## ABOUT THIS TASK:
Reproduce every record below exactly, with the pictures left out.

## SUPPLIED DATA:
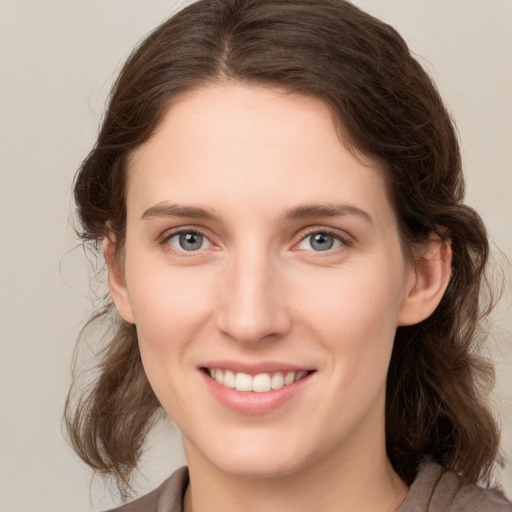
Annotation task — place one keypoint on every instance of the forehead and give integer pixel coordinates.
(230, 146)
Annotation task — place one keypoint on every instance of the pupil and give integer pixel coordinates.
(322, 242)
(191, 241)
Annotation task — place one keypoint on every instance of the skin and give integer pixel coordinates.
(257, 291)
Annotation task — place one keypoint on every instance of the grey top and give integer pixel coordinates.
(433, 490)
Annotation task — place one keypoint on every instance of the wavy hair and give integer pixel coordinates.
(385, 107)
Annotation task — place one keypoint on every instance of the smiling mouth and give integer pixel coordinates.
(259, 383)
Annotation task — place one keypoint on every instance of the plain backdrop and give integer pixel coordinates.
(57, 62)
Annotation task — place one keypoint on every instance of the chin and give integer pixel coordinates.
(259, 457)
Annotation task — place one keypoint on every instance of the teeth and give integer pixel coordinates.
(259, 383)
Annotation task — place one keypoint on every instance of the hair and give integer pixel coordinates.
(387, 108)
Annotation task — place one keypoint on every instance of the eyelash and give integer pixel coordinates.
(166, 237)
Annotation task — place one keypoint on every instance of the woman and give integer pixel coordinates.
(277, 188)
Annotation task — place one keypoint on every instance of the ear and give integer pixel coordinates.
(430, 277)
(117, 282)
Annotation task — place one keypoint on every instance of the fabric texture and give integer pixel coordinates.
(433, 490)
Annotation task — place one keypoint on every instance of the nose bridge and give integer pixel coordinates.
(251, 306)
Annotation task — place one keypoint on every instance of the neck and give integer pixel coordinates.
(353, 482)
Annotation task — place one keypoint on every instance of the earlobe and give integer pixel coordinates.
(432, 272)
(117, 282)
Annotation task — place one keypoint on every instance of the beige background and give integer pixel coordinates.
(57, 61)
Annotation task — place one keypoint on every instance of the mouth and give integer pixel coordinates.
(258, 383)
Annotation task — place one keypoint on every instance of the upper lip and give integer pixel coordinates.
(255, 368)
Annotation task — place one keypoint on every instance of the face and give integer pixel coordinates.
(264, 272)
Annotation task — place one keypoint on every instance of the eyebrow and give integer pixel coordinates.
(325, 210)
(176, 210)
(300, 212)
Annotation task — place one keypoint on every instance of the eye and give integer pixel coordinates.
(188, 241)
(320, 241)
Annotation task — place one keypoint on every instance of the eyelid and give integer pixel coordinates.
(164, 238)
(345, 239)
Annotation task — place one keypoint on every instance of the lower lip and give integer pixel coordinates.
(251, 402)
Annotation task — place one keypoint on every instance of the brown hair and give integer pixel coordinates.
(387, 108)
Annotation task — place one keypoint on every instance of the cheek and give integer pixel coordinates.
(170, 306)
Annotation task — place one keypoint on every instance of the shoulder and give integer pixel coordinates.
(437, 490)
(168, 497)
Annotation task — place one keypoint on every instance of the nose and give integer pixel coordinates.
(252, 302)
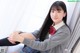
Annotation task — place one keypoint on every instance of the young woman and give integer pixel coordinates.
(49, 42)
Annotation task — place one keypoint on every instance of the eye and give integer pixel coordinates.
(52, 11)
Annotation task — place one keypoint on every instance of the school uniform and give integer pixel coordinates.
(55, 43)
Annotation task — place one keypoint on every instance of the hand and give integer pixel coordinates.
(10, 38)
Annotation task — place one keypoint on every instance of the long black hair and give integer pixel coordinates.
(48, 21)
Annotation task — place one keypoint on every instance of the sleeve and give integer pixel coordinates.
(5, 42)
(47, 44)
(36, 33)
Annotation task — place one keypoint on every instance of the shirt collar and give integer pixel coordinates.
(57, 26)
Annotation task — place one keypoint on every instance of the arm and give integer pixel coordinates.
(6, 42)
(47, 44)
(58, 38)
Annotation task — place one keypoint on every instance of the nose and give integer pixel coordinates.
(55, 13)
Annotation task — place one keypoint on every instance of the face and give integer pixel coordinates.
(57, 15)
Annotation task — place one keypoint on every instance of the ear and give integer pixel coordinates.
(64, 15)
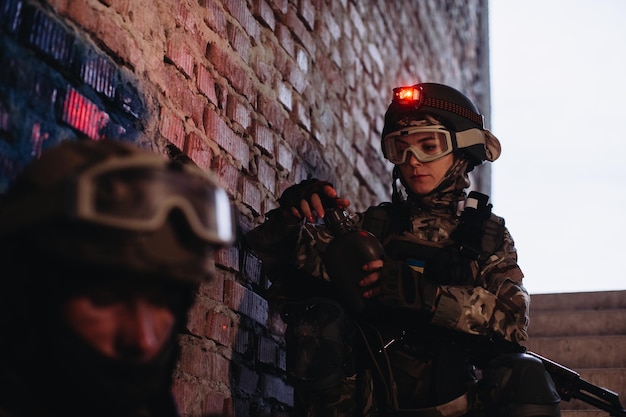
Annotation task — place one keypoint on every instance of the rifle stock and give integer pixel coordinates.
(570, 385)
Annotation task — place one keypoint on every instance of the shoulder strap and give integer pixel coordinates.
(377, 220)
(480, 232)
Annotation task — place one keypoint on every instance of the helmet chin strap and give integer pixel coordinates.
(456, 179)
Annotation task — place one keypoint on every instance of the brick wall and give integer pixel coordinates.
(265, 93)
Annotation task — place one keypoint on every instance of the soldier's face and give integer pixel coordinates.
(424, 177)
(121, 325)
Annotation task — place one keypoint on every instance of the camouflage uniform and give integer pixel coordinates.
(429, 368)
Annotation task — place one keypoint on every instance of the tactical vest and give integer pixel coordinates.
(477, 237)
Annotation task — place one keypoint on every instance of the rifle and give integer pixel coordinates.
(568, 382)
(570, 385)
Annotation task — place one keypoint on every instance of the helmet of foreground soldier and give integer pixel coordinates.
(447, 106)
(113, 205)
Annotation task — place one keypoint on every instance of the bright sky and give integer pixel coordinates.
(558, 86)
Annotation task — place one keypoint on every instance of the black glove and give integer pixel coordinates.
(292, 196)
(402, 286)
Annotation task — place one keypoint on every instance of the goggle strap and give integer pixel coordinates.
(453, 108)
(469, 137)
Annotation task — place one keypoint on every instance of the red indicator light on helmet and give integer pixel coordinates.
(407, 94)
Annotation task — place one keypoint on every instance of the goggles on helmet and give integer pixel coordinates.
(137, 194)
(427, 143)
(414, 97)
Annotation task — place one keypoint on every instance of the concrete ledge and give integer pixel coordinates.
(582, 352)
(579, 301)
(577, 323)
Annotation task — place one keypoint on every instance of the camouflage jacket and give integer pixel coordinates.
(492, 302)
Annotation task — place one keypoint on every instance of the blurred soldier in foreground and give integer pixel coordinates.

## EXERCISE SOLUTION:
Annotation task — place one keypoint on every instance of the forehead and give integer pixel coordinates.
(230, 146)
Annotation task — place one keypoint on every instance of the pupil and give integer pixel coordinates.
(322, 242)
(191, 241)
Annotation task — place one keypoint on every instance of the skin and give integer pixel coordinates.
(257, 291)
Annotation task — place one keypoint on every instance of the grey top and give integer pixel coordinates.
(433, 490)
Annotation task — place one keypoint on every instance of the wavy hair and give integer pixel coordinates.
(385, 107)
Annotation task — place one keypoint on every instance of the smiling mouth and give integer pixel coordinates.
(259, 383)
Annotation task — place one keypoint on every instance of the plain backdrop and give integer pixel coordinates.
(57, 62)
Annotation task — place one keypoint on every instance of the chin and give integer pixel coordinates.
(259, 457)
Annotation task — place one keypoint on every instance of the teeth and give integer pixel coordinates.
(259, 383)
Annotation task — place one keypoint on every instance of the hair and give integer pixel coordinates.
(387, 108)
Annotation task — place one keypoint on every instance of the eyelash and give integer pixel coordinates.
(166, 237)
Annotation task — place one keypoint on every instance of the woman and give integer pixel coordinates.
(277, 188)
Annotation task — place one keypoint on every instance of the ear and give integer pixel coordinates.
(430, 277)
(117, 282)
Annotation task — place one keypoint on every instance of the fabric texture and give integer pixel coordinates.
(433, 490)
Annotation task — place one keypoint on every instance of the nose bridge and give integer pixel coordinates.
(251, 306)
Annotation task — place one keypoint on every instance of the neck and give integer pixel coordinates.
(353, 482)
Annotation task — place one keypoint on every instance of the earlobe and give integer pixel coordinates.
(432, 272)
(117, 282)
Annotation task — place one keypoint on every instance of the beige background and give integer pixel coordinates.
(57, 61)
Annotation task — place one keypoint on every instance of the mouth and give integer pixel coordinates.
(258, 383)
Annotation task — place one keypoint on every instance of the upper lip and give integer pixel coordinates.
(255, 368)
Annotation task — place one keypoint on every instance of the face and give integer pixel coordinates.
(264, 272)
Annotation task — place one keypoint on every instance of the eyebrow and give integer pixel coordinates.
(325, 210)
(176, 210)
(300, 212)
Annotation task — place one keypoint on every instance of the eye and give integer pixel coordinates.
(188, 241)
(320, 241)
Annotation task — place one keypoint on every instance of the eyelid and give integer pixel coordinates.
(164, 238)
(345, 239)
Annotation task — place one keypoint on every instance of the lower lip and give integer pixel coordinates.
(251, 402)
Annotation task — place one keypoint on every instance of the brown hair and give integer pixel coordinates.
(387, 108)
Annotation task — place one keypoint on every instance of the cheek and give integer pixel coordinates.
(170, 306)
Annotation task — place one keypoint on every instance of the shoulder and give integer pixel coordinates.
(437, 490)
(168, 497)
Annotation task — place one keypoint on every instance of the nose and give integer pixel coordinates.
(252, 302)
Annotation task — place one keypoint on every instance of the young woman and give integer pixel coordinates.
(49, 42)
Annotation task — place one keypoint on every instance of the eye and give integer pixel coordinates.
(52, 11)
Annotation task — place one keypoint on every instance of the school uniform and give integer pixel coordinates.
(55, 43)
Annotation task — place one keypoint on every instance of the hand and give integer pixel coordinates.
(10, 38)
Annotation task — place one keypoint on every instance of the long black hair and give integer pixel coordinates.
(48, 21)
Annotation task — place one keypoint on every instance of the sleeve and give integer pixel coordinates.
(5, 42)
(47, 44)
(36, 33)
Annotation task — place one keypoint on every instance of the shirt collar and give integer pixel coordinates.
(57, 26)
Annotation task — place one keypoint on every instance of the arm and give integer pixel coordinates.
(6, 42)
(47, 44)
(58, 38)
Annotation task — place one keypoint on every instance of the nose and give integer pixel coordinates.
(55, 13)
Annotation task — place one keypoint on every instance of the face and give integer pixel coordinates.
(57, 15)
Annotation task — place one keypoint on every instance of the ear and give integer pixel coordinates.
(64, 15)
Annotation task — place one keypoint on every instance of the rifle stock and give integer pixel coordinates.
(570, 385)
Annotation task — place one keypoint on every instance of the shoulder strap and give integer pixel coordinates.
(377, 220)
(480, 232)
Annotation task — place one keypoint on every instance of the helmet chin strap and give integer pixel coordinates.
(456, 179)
Annotation task — place one keypoint on every instance of the brick wall and give integer pixel coordinates.
(265, 93)
Annotation task — place one keypoint on every instance of the soldier's face and give integer pixel coordinates.
(424, 177)
(121, 325)
Annotation task — place one keypoint on every instance of the camouflage uniform and give integer pixel coordinates.
(429, 368)
Annotation task — place one keypoint on every instance of the tactical vest and give integer pixel coordinates.
(477, 237)
Annotation task — place one keypoint on every instance of the rifle and give integer pixel coordinates.
(568, 382)
(570, 385)
Annotation task — place one keypoint on every instance of the helmet of foreground soldier and give integer pixel coordinates.
(447, 106)
(113, 205)
Annotation task — place one keypoint on every instance of the bright sky and give integer pixel coordinates.
(558, 86)
Annotation task — place one keypoint on every instance of the black glove and give integer pixel coordinates.
(292, 196)
(402, 286)
Annotation task — place one keypoint on every instance of the goggle strap and give integer pixel coordinates.
(453, 108)
(469, 137)
Annotation task — place one keypoint on every instance of the red indicator light on helmet and give integer pixel coordinates.
(407, 94)
Annotation task — place one keypoint on every instance of the goggles on helmet and give integer pixel coordinates.
(137, 194)
(427, 143)
(414, 97)
Annotation task — place one keypoint on every instance of the concrete ledge and give integer pixel coordinates.
(582, 352)
(579, 301)
(577, 323)
Annotation task — place one keypoint on every instance of the camouflage jacket and give integer pixel coordinates.
(492, 302)
Annotation task — place one keypoint on every instance of the blurred soldier in foreground and give integer pixel coordinates.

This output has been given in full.